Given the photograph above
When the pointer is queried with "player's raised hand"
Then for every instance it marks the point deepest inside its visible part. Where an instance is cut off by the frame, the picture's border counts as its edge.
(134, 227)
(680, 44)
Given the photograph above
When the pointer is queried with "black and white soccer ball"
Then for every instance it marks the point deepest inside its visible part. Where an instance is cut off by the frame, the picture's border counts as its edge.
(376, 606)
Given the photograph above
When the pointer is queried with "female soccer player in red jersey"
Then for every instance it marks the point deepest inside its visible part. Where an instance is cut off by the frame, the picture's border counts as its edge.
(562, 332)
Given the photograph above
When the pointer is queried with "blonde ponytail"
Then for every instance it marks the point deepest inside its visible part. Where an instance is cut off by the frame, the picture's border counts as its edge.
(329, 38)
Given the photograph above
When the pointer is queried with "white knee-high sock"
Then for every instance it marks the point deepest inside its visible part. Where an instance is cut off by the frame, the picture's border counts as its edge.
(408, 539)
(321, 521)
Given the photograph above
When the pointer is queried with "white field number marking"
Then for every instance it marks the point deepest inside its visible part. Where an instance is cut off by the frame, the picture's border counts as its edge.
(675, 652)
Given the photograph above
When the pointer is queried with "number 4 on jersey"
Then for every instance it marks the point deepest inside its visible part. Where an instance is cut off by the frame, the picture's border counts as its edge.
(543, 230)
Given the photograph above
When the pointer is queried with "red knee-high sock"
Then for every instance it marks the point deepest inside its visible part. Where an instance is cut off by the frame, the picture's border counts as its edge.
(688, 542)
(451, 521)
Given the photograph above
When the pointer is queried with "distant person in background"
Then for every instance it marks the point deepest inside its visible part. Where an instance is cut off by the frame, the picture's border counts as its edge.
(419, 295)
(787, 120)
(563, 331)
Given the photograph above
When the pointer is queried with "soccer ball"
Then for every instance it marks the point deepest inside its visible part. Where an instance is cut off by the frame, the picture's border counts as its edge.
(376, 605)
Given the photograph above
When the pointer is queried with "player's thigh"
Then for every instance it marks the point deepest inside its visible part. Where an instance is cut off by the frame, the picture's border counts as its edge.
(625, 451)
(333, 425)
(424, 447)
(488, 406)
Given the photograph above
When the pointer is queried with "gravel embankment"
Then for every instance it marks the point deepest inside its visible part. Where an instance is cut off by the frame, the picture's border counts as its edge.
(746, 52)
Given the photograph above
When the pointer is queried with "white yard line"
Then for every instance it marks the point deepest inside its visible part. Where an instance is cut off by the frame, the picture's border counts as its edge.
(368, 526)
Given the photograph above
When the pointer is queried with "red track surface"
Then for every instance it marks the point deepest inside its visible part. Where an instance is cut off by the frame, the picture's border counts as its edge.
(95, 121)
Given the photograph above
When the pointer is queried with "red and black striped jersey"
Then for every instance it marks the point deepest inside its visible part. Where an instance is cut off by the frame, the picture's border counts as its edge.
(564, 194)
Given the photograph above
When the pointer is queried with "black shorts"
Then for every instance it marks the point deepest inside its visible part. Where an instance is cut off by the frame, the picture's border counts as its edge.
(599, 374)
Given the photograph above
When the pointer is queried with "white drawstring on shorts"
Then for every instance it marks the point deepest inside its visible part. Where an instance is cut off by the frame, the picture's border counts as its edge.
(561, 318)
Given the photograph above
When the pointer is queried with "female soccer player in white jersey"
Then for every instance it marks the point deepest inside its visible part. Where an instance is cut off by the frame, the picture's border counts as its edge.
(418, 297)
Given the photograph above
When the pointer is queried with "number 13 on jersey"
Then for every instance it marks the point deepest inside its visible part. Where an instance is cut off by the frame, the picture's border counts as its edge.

To do
Reproduce the listing above line for line, exactly.

Completed exercise
Given the photograph above
When the pointer is queried with "player's raised hand"
Then for every instance it marks the point deepest inside its visible part. Where an instance is cut off by the frame, the picture's border counts as its edge.
(134, 227)
(680, 44)
Given the photograph above
When the pointer is queried with "black and white soccer ball"
Then for every instance it marks the point deepest inside its visible part. Where an instance is cut off by the frame, the picture's border counts as its edge.
(376, 606)
Given the photograph above
When the pointer is queried with "female soccer player in red jersey"
Then for every instance it marks the point deepest inside its visible part. Where an instance is cut off by the frame, the picture's border counts as its edge.
(562, 332)
Given the photograph above
When the pointer is queried with "blonde ponytail"
Then for every instance it marks the point deepest inside its visible part. Where an instance is cut off by the frame, the picture's border counts as its edge.
(329, 38)
Given the photograph above
When the pointer is queried with "white knee-high sock"
Then for every instance it marks the point deepest inside its visible part. Where an instance is cut off by the frame, the picture's border counts as its edge.
(408, 539)
(321, 521)
Given the photograph above
When the pointer is queried with "white field number marking"
Then for every instance it marks the point deepest inside its visible part. Where an instance is cut off by the frame, the picture's border counts as its edge.
(675, 652)
Given the photograph above
When the pointer is queried with "number 4 on jersey"
Then for every instance it marks the point deepest inside its visible part. Where an instance is cut off by the frame, the picture's border counts as its edge.
(543, 230)
Given the photograph above
When the pointer is queried with "red knee-high sock"
Then for every instance it marks the point deepest inside its visible part. Where an instance is cut off by the frame, the picture's border counts as its edge.
(688, 542)
(451, 521)
Given the photograph above
When the pointer is queried with "distant person in background"
Then for every instance it marks the point deepest inside its visible part. Where an instance is cut off by the frame, the picture's border counts as its edge.
(419, 295)
(787, 120)
(563, 331)
Given the photograph above
When the pointer is queried with "soccer ball"
Then for every instance it marks the point deepest inside its visible part. Where an instance is cut off by the frame, the picture's border counts as its edge.
(376, 605)
Given the photograph above
When the pointer is queried with "player's thigh"
Then for every instance it marks the point deepest inside its visible part. Where an instance is cut off by the frame, the picture's border counts as its edge.
(625, 451)
(333, 425)
(424, 447)
(488, 406)
Given the photograph above
When the pointer is queried with "gravel embankment"
Then for every instance it marks the point deepest inside its visible part. Where an instance is cut off by the frame, the picture's border counts as its edge.
(746, 52)
Given the photograph above
When the pointer is queried with "white yard line"
Then for every instance it marks the point deepest inside its visible part. Where an instance is cut off by the frame, the picture's border counts as its edge.
(368, 526)
Given the photograph above
When the pointer is queried with "red track surface"
Then for every instance it marks the point deepest inside its visible part. Where an instance is cut off by the frame, the picture's border counts as its edge.
(95, 121)
Given the photograph above
When the pointer is queried with "red and black striped jersey"
Then for every instance it marks the point deepest inside its visible part. Where an instance is cut off by the frame, the picture's border counts as its edge.
(564, 194)
Given the photograph above
When the pointer is queried with "black shorts"
Then for every instance it marks the point deepest inside its visible part. Where an instance is cut off by the frame, the picture's border counts as its edge.
(599, 374)
Given the photograph above
When the pointer is queried with "white drawstring on shorts"
Then for every instance it marks the point deepest inside its visible part. Where an instance is cut off by the frame, the picture's border counts as its edge.
(561, 318)
Given the photograph above
When the pointer is queried with "female soccer player in white jersey"
Then for every instance it marks the point deepest inside its visible part. Where an instance is cut off by the frame, the picture's border counts as its edge.
(418, 297)
Given the photograph above
When the pointer is queried with "number 13 on jersey"
Then for every instance it marks the point deepest inside its visible part. Where an instance is cut off by the frame, the picture's border counts as its edge.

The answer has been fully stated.